Aim:
Reproduce every item below character for character, keeping the original order.

Provided data:
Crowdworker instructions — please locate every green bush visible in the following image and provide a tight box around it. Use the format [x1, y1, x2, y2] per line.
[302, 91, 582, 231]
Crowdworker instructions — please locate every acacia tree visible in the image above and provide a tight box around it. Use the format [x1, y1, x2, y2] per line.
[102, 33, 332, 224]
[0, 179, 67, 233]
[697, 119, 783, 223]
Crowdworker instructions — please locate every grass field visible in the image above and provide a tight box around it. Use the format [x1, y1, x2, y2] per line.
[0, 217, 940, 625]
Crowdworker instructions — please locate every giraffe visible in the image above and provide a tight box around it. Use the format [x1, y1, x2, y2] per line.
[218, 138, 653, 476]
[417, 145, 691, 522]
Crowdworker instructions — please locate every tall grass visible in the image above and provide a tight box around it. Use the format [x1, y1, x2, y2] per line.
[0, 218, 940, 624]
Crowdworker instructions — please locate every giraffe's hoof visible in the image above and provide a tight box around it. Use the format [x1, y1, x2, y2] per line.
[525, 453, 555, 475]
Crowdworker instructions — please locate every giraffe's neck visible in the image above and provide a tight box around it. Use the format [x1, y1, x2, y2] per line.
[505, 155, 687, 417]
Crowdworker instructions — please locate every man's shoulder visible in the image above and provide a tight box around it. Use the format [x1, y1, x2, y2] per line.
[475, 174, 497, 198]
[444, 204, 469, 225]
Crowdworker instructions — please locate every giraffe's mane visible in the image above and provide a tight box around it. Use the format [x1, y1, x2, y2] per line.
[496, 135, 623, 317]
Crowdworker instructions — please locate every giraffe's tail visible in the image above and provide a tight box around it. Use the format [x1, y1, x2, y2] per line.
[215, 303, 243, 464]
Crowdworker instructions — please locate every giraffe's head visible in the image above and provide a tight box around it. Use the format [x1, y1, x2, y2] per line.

Written solution:
Crowdworker instructions — please locate every green bush visible in the following image and provide a tight box around it. Use the format [x1, y1, x2, y2] per line.
[302, 91, 582, 231]
Crowdworker instructions — please locate every acacia tree visible in the image above and provide a tight box around it. Use the format [x1, y1, x2, y2] per line.
[102, 33, 332, 224]
[0, 179, 67, 233]
[697, 119, 783, 223]
Crowdworker instructions — please locate every grass field visible in the image above and provide a tight box around it. Use the format [x1, y1, x2, y2] per line.
[0, 217, 940, 625]
Crowdworker instructions — please locate every giraffe visible in the image above and provide a tight box around it. Use the format [x1, y1, x2, y2] per line.
[218, 138, 653, 476]
[417, 145, 691, 522]
Crowdworker instructions — please locate every tall grass visible in the image above and provide a tight box around it. Use the format [x1, y1, x2, y2] per line.
[0, 218, 940, 624]
Crowdworker instructions — please locate every giraffe's hoof visible in the image above and provide a tight box around it. Use the format [x1, y1, x2, y2] per line.
[525, 453, 555, 475]
Crowdworker instructions — please locate every giraffe's neck visible in the image above and provide a tight box around it. Use the format [x1, y1, x2, y2] per line.
[505, 155, 687, 417]
Crowdworker instructions — please locate every man's shoulder visible in the image above and provide a tight box around it. Use the format [x1, y1, x2, y2] per line.
[475, 174, 497, 198]
[444, 204, 469, 225]
Crowdworker instructions — please locate every giraffe's mane visible in the image above and provide a tight box around it. Use the format [x1, y1, x2, y2] per line.
[496, 135, 623, 317]
Crowdworker instructions — please locate every giraffe's tail visible in the image above and provide a tight box around it. Use the format [x1, y1, x2, y2] per line.
[215, 303, 243, 464]
Crowdworker instructions — please locate every giraffe's head visible in the image above and provide a tight box around it. Use the format [x1, y1, x2, y2] per line.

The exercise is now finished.